BRIEF 1: According to the essay on divorce, how long did the marriage last?
BRIEF 2: Copy word for word the part of the essay on divorce from "The other day" to "the dating scene.".

EXTRACT PROVIDED:
╭──

Divorce – recovery?


The other day someone asked me if I had recovered from my divorce. I hesitated before answering because, although my divorce took place 17 years ago, I have never thought about it in terms of “recovery”. Divorce can be a bit like a bereavement in that you don’t get over it, but it does change you. You find a way to live with the destruction of your plans for the future.
I liked being a married woman; I just didn’t much like living with the man I married. We spent most of our engagement having rows and not surprisingly rows erupted frequently during our short marriage. Four and a half years. I still call myself by my married name and status. I took off my wedding ring when I began to think I should dip my toe in the dating scene.
There are highs and lows of divorce. It was wonderful to come home to a flat which is not permeated with disapproval and high dudgeon. I found I could buy what I liked from the supermarket instead of avoiding things my spouse wouldn’t eat. It was a relief to be able to go to bed early with a book and sandwiches. And bliss when Sunday afternoons were no longer dominated by Scotsport.

╰──

EXTRACTED RECORDS:
╭──

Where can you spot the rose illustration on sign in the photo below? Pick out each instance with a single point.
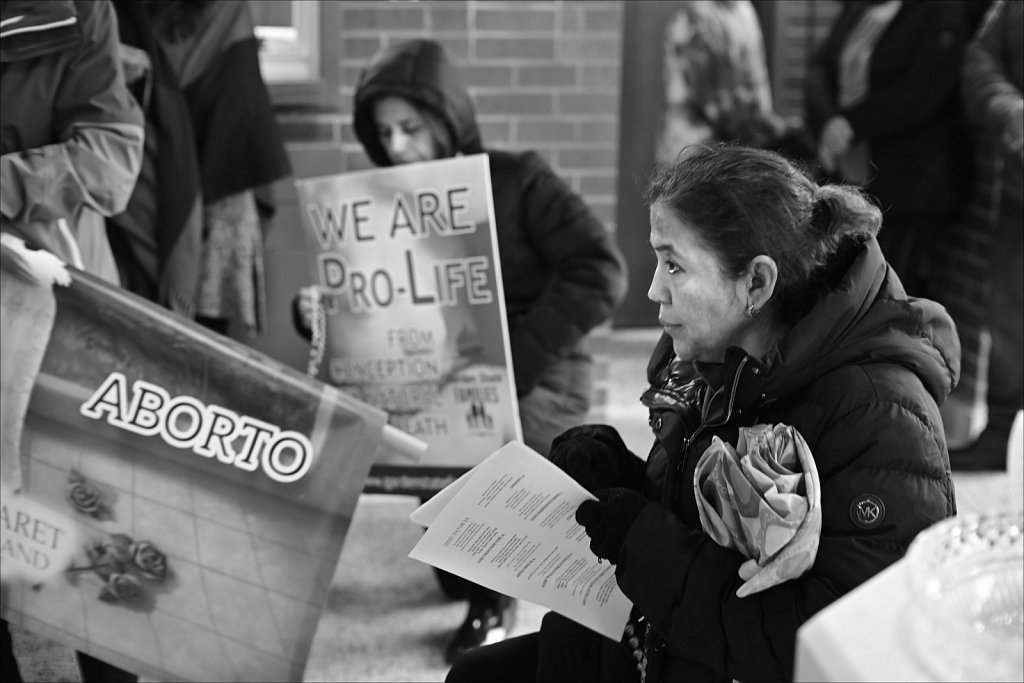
(151, 562)
(131, 570)
(121, 588)
(86, 498)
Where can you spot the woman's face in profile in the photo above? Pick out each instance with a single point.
(403, 132)
(701, 309)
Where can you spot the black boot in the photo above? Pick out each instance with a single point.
(488, 621)
(989, 452)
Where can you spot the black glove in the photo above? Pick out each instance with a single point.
(608, 519)
(596, 457)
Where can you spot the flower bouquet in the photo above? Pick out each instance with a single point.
(763, 499)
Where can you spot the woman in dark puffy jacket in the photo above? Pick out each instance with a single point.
(561, 270)
(778, 308)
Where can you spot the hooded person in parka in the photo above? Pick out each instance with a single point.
(778, 308)
(561, 271)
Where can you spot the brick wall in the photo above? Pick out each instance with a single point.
(544, 76)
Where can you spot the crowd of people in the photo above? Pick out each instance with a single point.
(792, 282)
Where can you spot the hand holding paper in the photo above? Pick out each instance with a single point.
(510, 524)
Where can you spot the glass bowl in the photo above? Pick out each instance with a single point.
(967, 597)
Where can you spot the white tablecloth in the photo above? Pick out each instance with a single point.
(864, 635)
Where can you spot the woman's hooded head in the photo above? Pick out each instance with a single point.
(422, 73)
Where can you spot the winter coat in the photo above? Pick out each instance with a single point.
(861, 378)
(72, 134)
(911, 117)
(561, 270)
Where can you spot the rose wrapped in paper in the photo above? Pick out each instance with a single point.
(763, 499)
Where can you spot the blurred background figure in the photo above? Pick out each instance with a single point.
(716, 83)
(72, 147)
(192, 239)
(883, 101)
(561, 270)
(716, 78)
(72, 137)
(993, 77)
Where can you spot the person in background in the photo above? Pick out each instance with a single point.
(561, 270)
(72, 146)
(993, 77)
(883, 102)
(778, 307)
(192, 238)
(72, 139)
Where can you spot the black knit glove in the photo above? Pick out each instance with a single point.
(596, 457)
(608, 519)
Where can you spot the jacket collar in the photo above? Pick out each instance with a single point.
(31, 30)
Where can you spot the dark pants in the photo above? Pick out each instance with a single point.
(90, 668)
(561, 650)
(1005, 314)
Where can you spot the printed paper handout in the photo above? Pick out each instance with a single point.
(509, 524)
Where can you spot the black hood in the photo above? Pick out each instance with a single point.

╰──

EXPECTED OUTPUT 1: Four and a half years.

EXPECTED OUTPUT 2:
The other day someone asked me if I had recovered from my divorce. I hesitated before answering because, although my divorce took place 17 years ago, I have never thought about it in terms of “recovery”. Divorce can be a bit like a bereavement in that you don’t get over it, but it does change you. You find a way to live with the destruction of your plans for the future.
I liked being a married woman; I just didn’t much like living with the man I married. We spent most of our engagement having rows and not surprisingly rows erupted frequently during our short marriage. Four and a half years. I still call myself by my married name and status. I took off my wedding ring when I began to think I should dip my toe in the dating scene.